- _Stated problem_: Please print every line of the records below verbatim, but leave the pictures out of your answer.

************

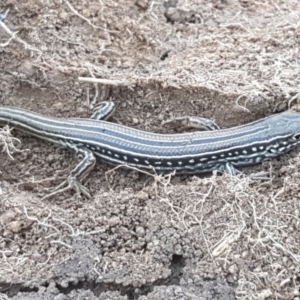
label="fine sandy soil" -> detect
[0,0,300,300]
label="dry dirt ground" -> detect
[0,0,300,300]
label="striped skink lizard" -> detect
[0,102,300,197]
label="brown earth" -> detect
[0,0,300,300]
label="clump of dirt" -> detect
[0,0,300,300]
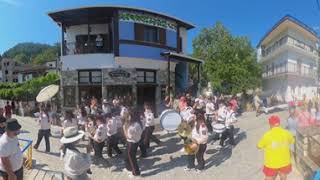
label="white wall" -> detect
[61,54,115,71]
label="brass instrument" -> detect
[178,121,199,155]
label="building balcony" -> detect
[61,53,115,71]
[259,36,318,62]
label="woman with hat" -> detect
[0,119,23,180]
[60,127,91,180]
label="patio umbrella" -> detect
[36,84,59,102]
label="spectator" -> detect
[257,116,294,180]
[0,119,23,180]
[4,101,12,119]
[33,106,51,152]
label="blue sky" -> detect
[0,0,320,53]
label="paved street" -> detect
[18,112,302,180]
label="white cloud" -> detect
[0,0,21,6]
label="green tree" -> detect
[193,22,261,94]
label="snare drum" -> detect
[212,123,226,134]
[160,109,182,131]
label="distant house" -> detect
[1,58,21,82]
[258,15,319,101]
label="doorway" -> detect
[79,85,102,104]
[137,85,156,114]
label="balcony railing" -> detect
[262,36,317,57]
[64,42,112,55]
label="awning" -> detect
[161,52,204,64]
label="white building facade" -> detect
[257,15,319,102]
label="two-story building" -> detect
[49,6,202,112]
[258,15,319,101]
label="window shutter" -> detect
[158,28,166,45]
[134,23,144,41]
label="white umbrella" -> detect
[36,84,59,102]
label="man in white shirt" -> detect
[0,119,23,180]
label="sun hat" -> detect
[269,115,280,126]
[6,118,21,131]
[60,127,84,144]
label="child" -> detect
[185,113,208,173]
[106,114,122,158]
[86,116,97,153]
[220,105,237,147]
[93,116,107,160]
[123,112,143,178]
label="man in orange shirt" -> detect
[257,115,294,180]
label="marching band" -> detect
[52,94,237,177]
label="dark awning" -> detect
[161,52,204,64]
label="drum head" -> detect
[160,109,181,131]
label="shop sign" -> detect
[109,69,130,78]
[119,11,177,31]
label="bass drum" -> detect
[160,109,182,131]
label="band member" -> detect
[206,97,215,133]
[123,111,143,177]
[93,116,107,160]
[185,113,208,172]
[220,105,237,147]
[106,114,122,158]
[86,116,97,153]
[143,103,161,148]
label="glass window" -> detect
[143,26,158,42]
[63,86,76,107]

************

- _Answer for the task_:
label="fine sandy soil" -> detect
[0,0,300,300]
label="dry dirt ground" -> detect
[0,0,300,300]
label="striped skink lizard" -> detect
[0,102,300,197]
label="brown earth" -> detect
[0,0,300,300]
label="clump of dirt" -> detect
[0,0,300,300]
label="white wall" -> detect
[61,54,115,71]
label="brass instrument" -> detect
[178,121,199,155]
label="building balcony" -> detect
[61,53,115,71]
[259,36,318,62]
label="woman with hat" -> detect
[0,119,23,180]
[60,127,91,180]
label="patio umbrella" -> detect
[36,84,59,102]
label="spectator" -> detect
[257,116,294,180]
[0,119,23,180]
[4,101,12,119]
[33,106,51,152]
label="blue sky" -> detect
[0,0,320,53]
label="paved street" -> detect
[18,112,302,180]
label="white cloud" -> detect
[0,0,21,6]
label="green tree" -> detect
[193,22,261,94]
label="snare drum" -> detect
[212,123,226,134]
[160,109,182,131]
label="distant house" -> detect
[1,58,21,82]
[258,15,319,101]
label="doorway" -> detect
[79,85,102,104]
[137,85,156,114]
label="balcony railing" -> detect
[262,36,317,57]
[64,42,112,55]
label="awning" -> detect
[161,52,204,64]
label="white building facade" -> detect
[257,15,319,102]
label="two-story building" -> detect
[49,6,202,112]
[258,15,319,101]
label="window shutter" -> detect
[158,28,166,45]
[134,23,144,41]
label="white umbrella" -> detect
[36,84,59,102]
label="man in white shirt" -> detect
[0,119,23,180]
label="sun hat" -> detect
[269,115,280,126]
[6,118,21,131]
[60,127,84,144]
label="child" -> detect
[185,113,208,173]
[106,114,122,158]
[86,116,97,153]
[220,105,237,147]
[93,116,107,160]
[123,112,143,178]
label="man in orange shirt" -> detect
[257,115,294,180]
label="marching band" -> detect
[52,94,237,177]
label="dark awning" -> detect
[161,52,204,64]
label="drum head" -> detect
[160,109,181,131]
label="shop sign" -> detect
[109,69,130,78]
[119,11,177,31]
label="bass drum" -> detect
[160,109,182,131]
label="band member" -> detect
[206,97,215,133]
[123,111,143,177]
[93,116,107,160]
[185,113,208,172]
[220,105,237,147]
[106,114,122,158]
[86,116,97,153]
[143,103,161,148]
label="glass window" -> detect
[143,26,158,42]
[63,86,76,107]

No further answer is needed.